» 指示内容 A
大牟田市の認知症に関する引用文のうち、「こうして自治体では「認知症サ」から「言えるのではないでしょうか。」までの部分を一字も変えずに書き写してください。
+++ 引用文 +++
こうして自治体では「認知症サポーター養成講座」や「徘徊者への話しかけ方の講座」、さらには子どもの頃から認知症を学ぶための「絵本教室」などを開催することで、市民に認知症への認識を広めています。
最近では、社会貢献を目的に事業所や行政機関が自主的に協力を申し出てくるといいます。その成果として、夜間でも休日でも4千か所以上に徘徊情報が届くようになりました。
「認知症、知っててあたりまえのまちをつくろう!」などをスローガンに、10年間まちづくりに取り組んでいる大牟田市。自治体によればまだ到達度は40点くらいとのことですが、着実に成果が出てきていると言えるのではないでしょうか。
大牟田モデルが機能するためには地域ぐるみの注意が必要
国内の認知症とその予備軍の高齢者は合わせて860万人余り、高齢者の4人に1人に上ります。私たちのご近所に認知症のお年寄りがいておかしくありません。
全国の「お手本」となった大牟田モデルが他の地域でも機能するためには、普段から身の回りの高齢者に気を配り、関心をもつことによって、地域ぐるみで徘徊のサインを見逃さないことが欠かせない要素となりそうです。
+++ 提示データ +++
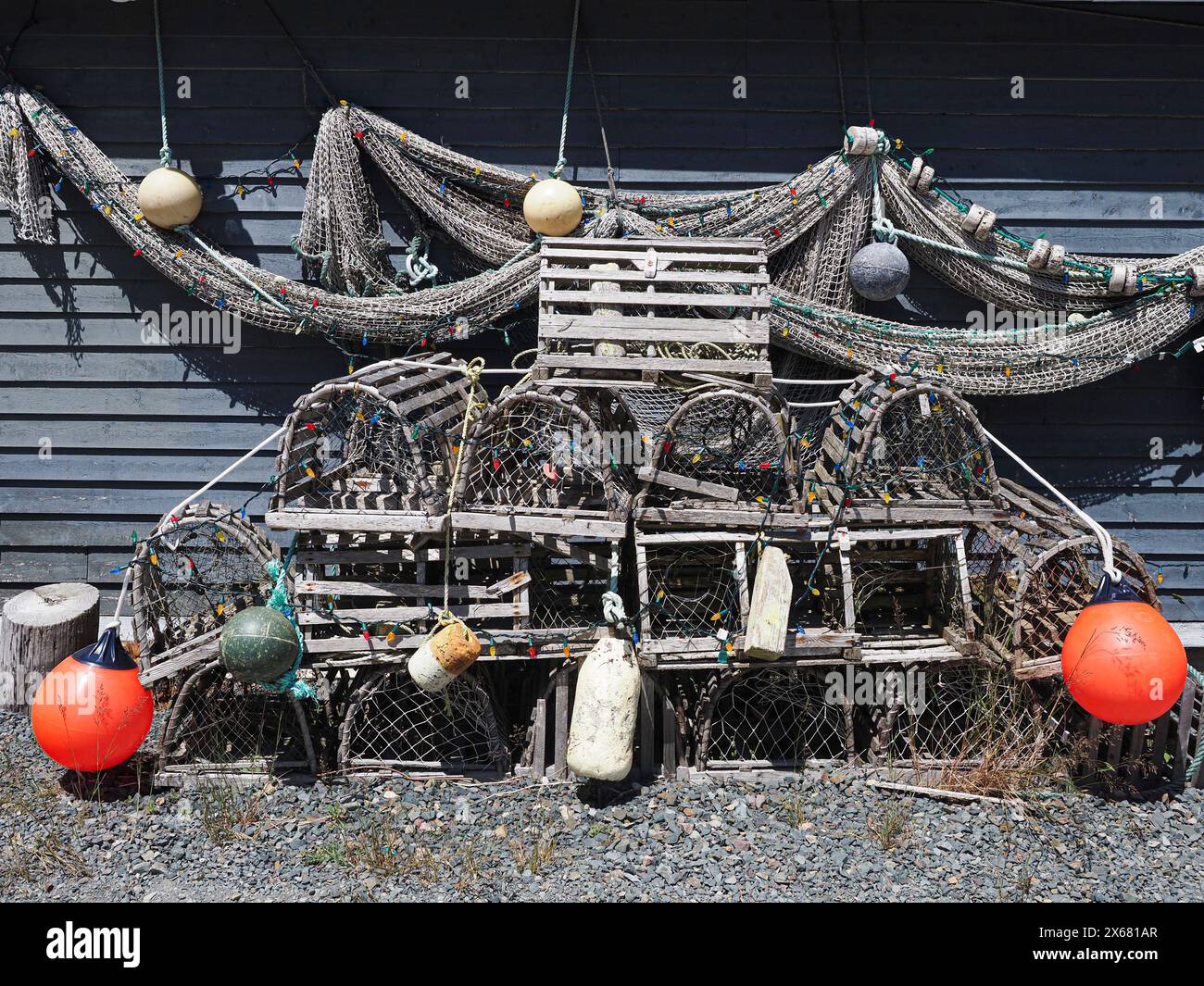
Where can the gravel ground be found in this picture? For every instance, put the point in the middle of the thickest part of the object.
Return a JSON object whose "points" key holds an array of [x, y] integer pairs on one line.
{"points": [[827, 838]]}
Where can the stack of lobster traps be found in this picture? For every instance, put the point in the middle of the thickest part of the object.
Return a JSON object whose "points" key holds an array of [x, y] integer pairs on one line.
{"points": [[839, 580]]}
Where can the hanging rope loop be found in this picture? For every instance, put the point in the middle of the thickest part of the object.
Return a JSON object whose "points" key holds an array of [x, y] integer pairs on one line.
{"points": [[165, 151], [561, 160]]}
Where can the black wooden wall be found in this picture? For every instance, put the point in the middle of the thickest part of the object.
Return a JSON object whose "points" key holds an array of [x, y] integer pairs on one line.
{"points": [[1102, 153]]}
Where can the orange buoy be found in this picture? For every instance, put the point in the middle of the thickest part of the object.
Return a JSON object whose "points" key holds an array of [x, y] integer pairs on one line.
{"points": [[1121, 660], [92, 713]]}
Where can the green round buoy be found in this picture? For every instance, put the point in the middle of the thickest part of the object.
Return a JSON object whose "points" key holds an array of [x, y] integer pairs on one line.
{"points": [[257, 644]]}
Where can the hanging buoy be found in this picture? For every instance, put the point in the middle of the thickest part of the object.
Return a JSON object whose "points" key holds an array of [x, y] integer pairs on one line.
{"points": [[770, 608], [602, 730], [92, 713], [444, 656], [169, 197], [257, 644], [1121, 660], [553, 207], [879, 271]]}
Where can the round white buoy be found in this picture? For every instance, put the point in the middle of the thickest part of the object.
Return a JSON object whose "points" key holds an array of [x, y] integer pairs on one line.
{"points": [[602, 730], [169, 197], [879, 271], [553, 207]]}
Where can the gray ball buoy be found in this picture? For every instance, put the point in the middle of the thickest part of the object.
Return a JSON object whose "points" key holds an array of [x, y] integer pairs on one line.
{"points": [[879, 271]]}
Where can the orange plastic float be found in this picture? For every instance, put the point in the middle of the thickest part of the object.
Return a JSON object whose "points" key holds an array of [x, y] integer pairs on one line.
{"points": [[92, 713], [1121, 660]]}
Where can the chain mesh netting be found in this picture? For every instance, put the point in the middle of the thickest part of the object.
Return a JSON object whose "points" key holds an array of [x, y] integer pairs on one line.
{"points": [[729, 438], [394, 724], [774, 718], [695, 590], [956, 714], [220, 724], [533, 450], [196, 573], [478, 206]]}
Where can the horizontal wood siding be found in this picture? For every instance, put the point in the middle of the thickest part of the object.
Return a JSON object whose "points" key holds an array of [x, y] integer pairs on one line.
{"points": [[1110, 119]]}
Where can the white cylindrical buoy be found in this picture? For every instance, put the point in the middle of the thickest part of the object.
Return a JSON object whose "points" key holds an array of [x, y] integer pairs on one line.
{"points": [[553, 207], [169, 197], [445, 655], [41, 628], [770, 608], [603, 729]]}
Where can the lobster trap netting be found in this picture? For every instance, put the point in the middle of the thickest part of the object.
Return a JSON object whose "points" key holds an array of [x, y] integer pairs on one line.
{"points": [[771, 718], [540, 452], [566, 593], [721, 445], [1031, 576], [694, 589], [194, 573], [903, 586], [218, 724], [393, 724], [892, 438], [962, 714], [377, 441]]}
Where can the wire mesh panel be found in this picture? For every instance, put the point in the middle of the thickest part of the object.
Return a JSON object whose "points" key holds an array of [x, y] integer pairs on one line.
{"points": [[378, 441], [382, 593], [721, 447], [904, 585], [393, 724], [896, 445], [959, 714], [657, 746], [542, 453], [773, 718], [194, 574], [694, 585], [218, 725], [1034, 573]]}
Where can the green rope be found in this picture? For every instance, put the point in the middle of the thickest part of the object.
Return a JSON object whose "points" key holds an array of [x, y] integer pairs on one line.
{"points": [[278, 600], [569, 92], [165, 151]]}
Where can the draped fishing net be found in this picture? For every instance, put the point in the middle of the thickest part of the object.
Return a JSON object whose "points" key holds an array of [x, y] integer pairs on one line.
{"points": [[811, 225]]}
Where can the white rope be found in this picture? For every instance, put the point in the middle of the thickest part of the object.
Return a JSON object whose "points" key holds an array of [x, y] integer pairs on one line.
{"points": [[1106, 540], [176, 511]]}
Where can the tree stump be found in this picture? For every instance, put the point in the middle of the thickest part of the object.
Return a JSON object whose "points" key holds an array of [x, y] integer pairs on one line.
{"points": [[40, 629]]}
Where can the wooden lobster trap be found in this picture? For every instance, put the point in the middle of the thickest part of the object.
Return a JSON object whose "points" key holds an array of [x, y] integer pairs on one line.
{"points": [[636, 309], [901, 450], [192, 576], [1031, 576], [224, 730], [717, 449], [543, 461], [863, 593], [372, 450]]}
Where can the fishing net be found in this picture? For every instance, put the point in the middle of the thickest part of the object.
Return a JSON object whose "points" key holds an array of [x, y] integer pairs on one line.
{"points": [[814, 221], [395, 725], [218, 724], [194, 573], [771, 718]]}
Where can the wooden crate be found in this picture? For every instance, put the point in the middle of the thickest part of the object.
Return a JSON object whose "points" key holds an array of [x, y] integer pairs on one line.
{"points": [[633, 309]]}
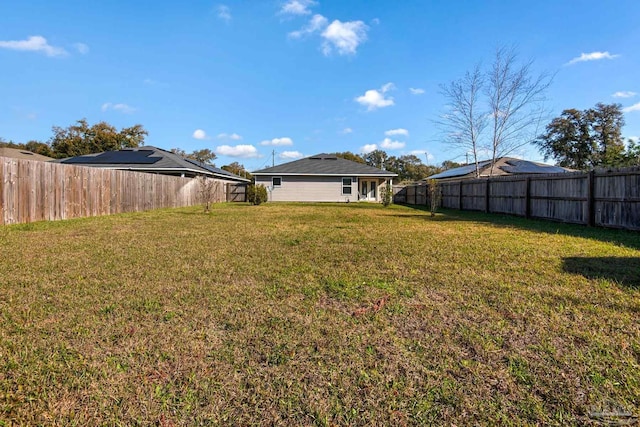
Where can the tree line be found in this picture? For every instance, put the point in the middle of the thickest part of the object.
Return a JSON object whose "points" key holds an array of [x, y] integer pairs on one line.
{"points": [[500, 108], [409, 167]]}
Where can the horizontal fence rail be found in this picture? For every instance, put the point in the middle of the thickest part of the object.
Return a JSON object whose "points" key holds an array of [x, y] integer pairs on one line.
{"points": [[605, 198], [36, 191]]}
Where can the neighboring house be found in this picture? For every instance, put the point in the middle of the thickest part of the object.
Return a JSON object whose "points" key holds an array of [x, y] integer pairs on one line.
{"points": [[323, 178], [152, 160], [503, 166], [17, 153]]}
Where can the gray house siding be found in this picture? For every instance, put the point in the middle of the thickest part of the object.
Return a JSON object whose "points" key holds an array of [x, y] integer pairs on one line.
{"points": [[318, 188], [309, 189]]}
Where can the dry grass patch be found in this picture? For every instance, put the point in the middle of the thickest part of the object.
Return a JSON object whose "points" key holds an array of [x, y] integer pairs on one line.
{"points": [[298, 314]]}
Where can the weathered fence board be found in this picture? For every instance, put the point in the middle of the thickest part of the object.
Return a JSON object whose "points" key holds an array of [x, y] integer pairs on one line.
{"points": [[606, 198], [35, 191]]}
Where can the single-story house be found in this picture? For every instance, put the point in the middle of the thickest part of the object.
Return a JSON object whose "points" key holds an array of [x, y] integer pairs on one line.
{"points": [[17, 153], [323, 178], [503, 166], [152, 160]]}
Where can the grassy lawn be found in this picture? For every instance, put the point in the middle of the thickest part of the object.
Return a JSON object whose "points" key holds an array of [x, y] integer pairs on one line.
{"points": [[296, 314]]}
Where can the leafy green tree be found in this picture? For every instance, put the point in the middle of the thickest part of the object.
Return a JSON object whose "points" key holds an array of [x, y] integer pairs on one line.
{"points": [[238, 169], [409, 168], [204, 156], [39, 147], [449, 164], [376, 158], [586, 139], [80, 138], [257, 194], [632, 153], [349, 156], [607, 123]]}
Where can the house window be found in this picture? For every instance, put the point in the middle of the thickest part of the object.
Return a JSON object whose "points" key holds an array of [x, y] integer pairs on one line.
{"points": [[346, 185]]}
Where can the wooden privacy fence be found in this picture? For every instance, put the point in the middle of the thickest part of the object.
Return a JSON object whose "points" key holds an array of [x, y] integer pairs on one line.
{"points": [[35, 191], [605, 198]]}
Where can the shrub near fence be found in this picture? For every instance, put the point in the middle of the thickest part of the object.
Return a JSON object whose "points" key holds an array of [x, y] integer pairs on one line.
{"points": [[605, 198], [35, 191]]}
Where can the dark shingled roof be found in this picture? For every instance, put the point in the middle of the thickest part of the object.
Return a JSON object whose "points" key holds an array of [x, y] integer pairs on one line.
{"points": [[503, 166], [324, 164], [150, 159]]}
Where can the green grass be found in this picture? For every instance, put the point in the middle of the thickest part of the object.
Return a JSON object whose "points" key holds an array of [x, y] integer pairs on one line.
{"points": [[297, 314]]}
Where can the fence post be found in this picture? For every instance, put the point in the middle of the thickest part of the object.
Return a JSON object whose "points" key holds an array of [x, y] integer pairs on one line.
{"points": [[527, 198], [591, 205], [486, 196]]}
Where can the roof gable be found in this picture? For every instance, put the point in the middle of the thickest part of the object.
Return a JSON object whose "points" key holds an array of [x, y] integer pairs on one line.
{"points": [[148, 158], [502, 166], [323, 164]]}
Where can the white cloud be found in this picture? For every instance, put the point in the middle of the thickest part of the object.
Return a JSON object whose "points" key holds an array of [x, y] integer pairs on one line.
{"points": [[286, 155], [233, 136], [373, 98], [399, 131], [593, 56], [388, 144], [297, 7], [317, 23], [422, 153], [624, 94], [634, 107], [81, 48], [277, 142], [367, 148], [34, 44], [123, 108], [199, 134], [243, 151], [224, 12], [344, 37]]}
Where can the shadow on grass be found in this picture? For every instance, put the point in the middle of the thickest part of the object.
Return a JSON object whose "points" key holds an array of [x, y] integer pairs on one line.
{"points": [[622, 270], [626, 238]]}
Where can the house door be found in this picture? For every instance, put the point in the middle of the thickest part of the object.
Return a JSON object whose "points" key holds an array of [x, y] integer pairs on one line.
{"points": [[368, 190], [373, 187]]}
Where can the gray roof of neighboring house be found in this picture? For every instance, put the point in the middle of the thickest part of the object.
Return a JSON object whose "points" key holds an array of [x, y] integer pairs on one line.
{"points": [[503, 166], [150, 159], [17, 153], [324, 165]]}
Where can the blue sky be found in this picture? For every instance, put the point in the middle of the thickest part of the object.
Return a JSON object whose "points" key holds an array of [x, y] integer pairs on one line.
{"points": [[299, 77]]}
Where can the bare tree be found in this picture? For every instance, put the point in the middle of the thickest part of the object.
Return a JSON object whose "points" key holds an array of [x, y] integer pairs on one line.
{"points": [[508, 99], [464, 123], [516, 103], [208, 189]]}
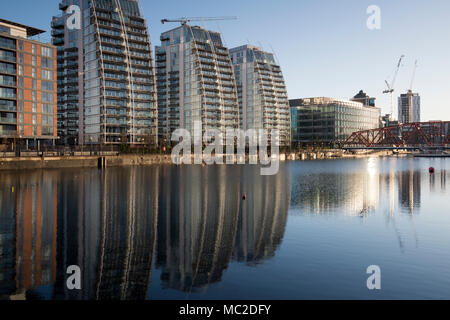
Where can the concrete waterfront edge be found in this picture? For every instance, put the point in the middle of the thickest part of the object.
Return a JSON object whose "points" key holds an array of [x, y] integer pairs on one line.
{"points": [[61, 162]]}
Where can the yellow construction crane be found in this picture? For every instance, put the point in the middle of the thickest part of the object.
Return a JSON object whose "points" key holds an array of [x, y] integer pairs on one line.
{"points": [[186, 20], [390, 86], [413, 76]]}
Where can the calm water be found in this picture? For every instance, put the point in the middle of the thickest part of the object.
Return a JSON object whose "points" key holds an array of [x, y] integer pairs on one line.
{"points": [[169, 232]]}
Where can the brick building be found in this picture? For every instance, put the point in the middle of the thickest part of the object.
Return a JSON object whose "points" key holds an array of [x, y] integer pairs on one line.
{"points": [[28, 86]]}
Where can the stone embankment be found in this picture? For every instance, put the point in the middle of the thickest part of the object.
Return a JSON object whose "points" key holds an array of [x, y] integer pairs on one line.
{"points": [[32, 161]]}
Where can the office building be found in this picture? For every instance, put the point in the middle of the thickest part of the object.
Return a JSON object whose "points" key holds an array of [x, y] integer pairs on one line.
{"points": [[27, 87], [195, 82], [106, 82], [328, 121], [263, 100], [409, 107], [363, 98]]}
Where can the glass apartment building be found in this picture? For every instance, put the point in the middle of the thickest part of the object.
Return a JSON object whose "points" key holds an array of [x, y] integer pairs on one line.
{"points": [[106, 83], [27, 86], [263, 100], [328, 121], [409, 107], [195, 82]]}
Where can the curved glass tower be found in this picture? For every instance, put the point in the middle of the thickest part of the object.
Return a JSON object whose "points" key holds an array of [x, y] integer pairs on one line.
{"points": [[263, 100], [195, 82], [106, 81]]}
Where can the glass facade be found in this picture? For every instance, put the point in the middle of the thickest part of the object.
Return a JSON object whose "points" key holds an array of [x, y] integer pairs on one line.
{"points": [[25, 85], [409, 107], [329, 121], [195, 82], [263, 100], [108, 91]]}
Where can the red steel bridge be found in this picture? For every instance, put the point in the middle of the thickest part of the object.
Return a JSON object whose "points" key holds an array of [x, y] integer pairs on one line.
{"points": [[416, 135]]}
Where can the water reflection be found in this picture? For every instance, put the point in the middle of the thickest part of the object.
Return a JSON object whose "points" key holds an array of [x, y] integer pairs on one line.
{"points": [[191, 220], [187, 223]]}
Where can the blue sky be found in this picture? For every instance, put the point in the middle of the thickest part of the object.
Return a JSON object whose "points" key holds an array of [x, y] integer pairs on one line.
{"points": [[323, 46]]}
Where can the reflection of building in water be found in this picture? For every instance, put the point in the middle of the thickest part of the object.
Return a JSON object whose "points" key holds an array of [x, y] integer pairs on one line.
{"points": [[128, 234], [196, 226], [263, 216], [27, 232], [342, 193], [108, 228], [203, 222], [409, 183]]}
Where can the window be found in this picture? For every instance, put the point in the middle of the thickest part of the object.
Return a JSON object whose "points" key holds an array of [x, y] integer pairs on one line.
{"points": [[8, 43], [47, 97], [8, 55], [47, 108], [47, 85], [47, 75], [46, 63], [8, 93], [5, 29], [47, 52]]}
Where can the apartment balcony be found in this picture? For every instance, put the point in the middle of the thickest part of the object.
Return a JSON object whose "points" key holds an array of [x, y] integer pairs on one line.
{"points": [[57, 33], [58, 24], [6, 120], [8, 58], [58, 41]]}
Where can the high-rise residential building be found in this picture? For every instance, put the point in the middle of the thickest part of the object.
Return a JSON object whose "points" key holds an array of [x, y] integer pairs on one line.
{"points": [[27, 86], [329, 121], [263, 100], [106, 83], [409, 107], [195, 82]]}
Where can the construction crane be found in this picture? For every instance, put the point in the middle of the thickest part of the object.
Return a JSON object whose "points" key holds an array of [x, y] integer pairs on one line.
{"points": [[390, 86], [186, 20], [413, 76]]}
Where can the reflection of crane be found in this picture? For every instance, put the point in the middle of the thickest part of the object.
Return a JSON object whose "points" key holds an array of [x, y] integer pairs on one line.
{"points": [[413, 76], [390, 86], [186, 20]]}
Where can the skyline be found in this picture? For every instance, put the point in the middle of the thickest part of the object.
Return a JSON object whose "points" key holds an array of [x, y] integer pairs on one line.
{"points": [[353, 56]]}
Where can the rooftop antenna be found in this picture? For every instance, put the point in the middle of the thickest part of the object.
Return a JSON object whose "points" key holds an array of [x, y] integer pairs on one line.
{"points": [[186, 20], [390, 86], [413, 76], [274, 54]]}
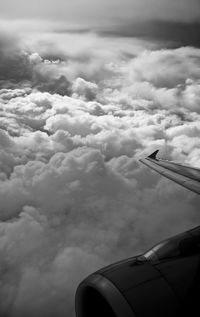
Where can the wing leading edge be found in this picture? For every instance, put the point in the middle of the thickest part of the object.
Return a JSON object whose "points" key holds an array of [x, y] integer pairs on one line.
{"points": [[186, 176]]}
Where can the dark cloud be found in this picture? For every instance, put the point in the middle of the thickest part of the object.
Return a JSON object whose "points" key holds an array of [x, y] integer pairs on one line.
{"points": [[175, 33]]}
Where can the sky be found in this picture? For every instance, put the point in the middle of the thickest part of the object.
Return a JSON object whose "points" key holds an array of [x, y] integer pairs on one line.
{"points": [[86, 89]]}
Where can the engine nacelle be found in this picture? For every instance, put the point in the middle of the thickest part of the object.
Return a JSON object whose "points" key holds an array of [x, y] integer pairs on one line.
{"points": [[162, 282]]}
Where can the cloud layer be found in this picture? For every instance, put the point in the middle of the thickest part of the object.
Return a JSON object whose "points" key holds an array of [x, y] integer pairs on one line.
{"points": [[74, 121]]}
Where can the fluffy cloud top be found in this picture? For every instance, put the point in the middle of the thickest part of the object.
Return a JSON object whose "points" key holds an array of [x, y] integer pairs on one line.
{"points": [[73, 195]]}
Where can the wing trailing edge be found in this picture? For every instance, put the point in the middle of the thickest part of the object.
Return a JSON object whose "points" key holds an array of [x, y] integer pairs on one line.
{"points": [[186, 176]]}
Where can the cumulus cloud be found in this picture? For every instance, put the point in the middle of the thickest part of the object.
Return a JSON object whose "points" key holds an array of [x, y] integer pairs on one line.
{"points": [[73, 194]]}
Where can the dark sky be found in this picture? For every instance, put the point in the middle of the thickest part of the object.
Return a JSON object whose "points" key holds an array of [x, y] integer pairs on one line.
{"points": [[101, 12]]}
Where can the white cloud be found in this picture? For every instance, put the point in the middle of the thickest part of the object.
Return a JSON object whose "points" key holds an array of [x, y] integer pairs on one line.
{"points": [[73, 195]]}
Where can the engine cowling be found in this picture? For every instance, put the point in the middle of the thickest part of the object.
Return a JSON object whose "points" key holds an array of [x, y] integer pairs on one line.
{"points": [[162, 282]]}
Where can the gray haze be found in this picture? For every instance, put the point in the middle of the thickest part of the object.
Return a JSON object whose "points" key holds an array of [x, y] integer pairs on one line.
{"points": [[102, 12]]}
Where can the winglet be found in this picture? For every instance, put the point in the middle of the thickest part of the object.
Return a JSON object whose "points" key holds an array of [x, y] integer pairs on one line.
{"points": [[153, 155]]}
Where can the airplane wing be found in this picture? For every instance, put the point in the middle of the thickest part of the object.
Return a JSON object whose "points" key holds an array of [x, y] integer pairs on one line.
{"points": [[186, 176]]}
+++
» 指示内容 B
データの行から、文字列「edge」を含む行をすべて抜き出し、そのままの形で一覧にしてください。大文字と小文字は区別します。

» 期待される回答 A
こうして自治体では「認知症サポーター養成講座」や「徘徊者への話しかけ方の講座」、さらには子どもの頃から認知症を学ぶための「絵本教室」などを開催することで、市民に認知症への認識を広めています。
最近では、社会貢献を目的に事業所や行政機関が自主的に協力を申し出てくるといいます。その成果として、夜間でも休日でも4千か所以上に徘徊情報が届くようになりました。
「認知症、知っててあたりまえのまちをつくろう!」などをスローガンに、10年間まちづくりに取り組んでいる大牟田市。自治体によればまだ到達度は40点くらいとのことですが、着実に成果が出てきていると言えるのではないでしょうか。

» 期待される回答 B
Where can the concrete waterfront edge be found in this picture? For every instance, put the point in the middle of the thickest part of the object.
Where can the wing leading edge be found in this picture? For every instance, put the point in the middle of the thickest part of the object.
Where can the wing trailing edge be found in this picture? For every instance, put the point in the middle of the thickest part of the object.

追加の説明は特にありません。